**Input material**
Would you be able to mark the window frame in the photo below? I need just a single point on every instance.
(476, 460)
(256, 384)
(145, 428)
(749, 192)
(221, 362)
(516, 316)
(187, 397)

**Task prompt**
Copy every line of the records above, including the requests. Scale each coordinate in the answers by 1.05 and round to the nearest whole number, rounding halves up.

**Worked answer**
Would you be able to mark the window frame in the photo below? I need just a single point on every instance.
(500, 483)
(269, 403)
(152, 449)
(786, 202)
(232, 380)
(542, 332)
(196, 417)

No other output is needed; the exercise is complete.